:: Input material ::
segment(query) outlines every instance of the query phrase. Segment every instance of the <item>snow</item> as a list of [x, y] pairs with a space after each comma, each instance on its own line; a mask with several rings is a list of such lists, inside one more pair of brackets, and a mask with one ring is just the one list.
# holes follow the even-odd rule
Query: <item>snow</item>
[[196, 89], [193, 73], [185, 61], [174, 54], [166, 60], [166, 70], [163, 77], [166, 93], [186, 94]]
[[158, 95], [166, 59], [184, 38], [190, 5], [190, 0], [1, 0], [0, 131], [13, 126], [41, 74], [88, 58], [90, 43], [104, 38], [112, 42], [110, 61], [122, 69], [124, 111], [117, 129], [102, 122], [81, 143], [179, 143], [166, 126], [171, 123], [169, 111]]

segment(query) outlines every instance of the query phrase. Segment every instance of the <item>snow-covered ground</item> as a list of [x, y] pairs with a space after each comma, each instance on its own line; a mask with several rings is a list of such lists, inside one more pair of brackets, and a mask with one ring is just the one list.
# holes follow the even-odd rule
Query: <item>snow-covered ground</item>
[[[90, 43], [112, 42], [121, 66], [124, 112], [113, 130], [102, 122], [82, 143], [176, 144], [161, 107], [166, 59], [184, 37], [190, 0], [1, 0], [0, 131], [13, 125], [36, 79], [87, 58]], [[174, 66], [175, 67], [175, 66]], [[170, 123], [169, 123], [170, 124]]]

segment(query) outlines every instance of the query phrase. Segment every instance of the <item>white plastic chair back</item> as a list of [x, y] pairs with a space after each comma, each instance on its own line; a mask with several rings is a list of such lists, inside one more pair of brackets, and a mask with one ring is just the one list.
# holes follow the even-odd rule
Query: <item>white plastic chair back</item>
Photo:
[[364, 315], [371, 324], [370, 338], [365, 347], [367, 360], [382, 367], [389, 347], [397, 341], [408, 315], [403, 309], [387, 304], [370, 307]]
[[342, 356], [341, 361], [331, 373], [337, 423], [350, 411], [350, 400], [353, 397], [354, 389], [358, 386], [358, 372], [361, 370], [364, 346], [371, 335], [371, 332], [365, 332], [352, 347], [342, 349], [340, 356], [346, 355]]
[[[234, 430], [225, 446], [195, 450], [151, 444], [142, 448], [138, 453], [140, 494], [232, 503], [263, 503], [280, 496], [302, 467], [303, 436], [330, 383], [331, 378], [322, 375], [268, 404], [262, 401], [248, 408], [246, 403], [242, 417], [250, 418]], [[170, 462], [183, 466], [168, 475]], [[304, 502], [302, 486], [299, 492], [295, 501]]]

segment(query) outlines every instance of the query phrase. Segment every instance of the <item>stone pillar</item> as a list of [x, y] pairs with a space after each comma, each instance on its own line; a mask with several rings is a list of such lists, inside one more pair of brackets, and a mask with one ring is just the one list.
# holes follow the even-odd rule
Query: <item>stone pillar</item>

:: Request ::
Resize the items from the line containing "of the <item>snow-covered" up to and including the line containing "123], [170, 124]]]", and give only those lines again with the requests included. Multiply every coordinate in the answers by 1.4 and round each result to a whole number, with halves rounded up.

:: Solution for this task ::
segment(query) outlines every instance of the query phrase. Segment every instance of the <item>snow-covered ground</item> as a list of [x, y] pairs with a space after each comma, each instance on its own line; a mask with several rings is a list of such lists, inside one more pair of brackets, and a mask with one ring is just the one list.
# holes follow the even-odd rule
Query: <item>snow-covered ground</item>
[[[126, 60], [157, 59], [169, 92], [174, 157], [158, 182], [143, 171], [115, 200], [246, 202], [225, 150], [232, 83], [258, 52], [266, 0], [1, 0], [0, 183], [18, 175], [50, 111], [122, 81]], [[244, 92], [245, 94], [245, 92]], [[238, 172], [237, 172], [238, 174]]]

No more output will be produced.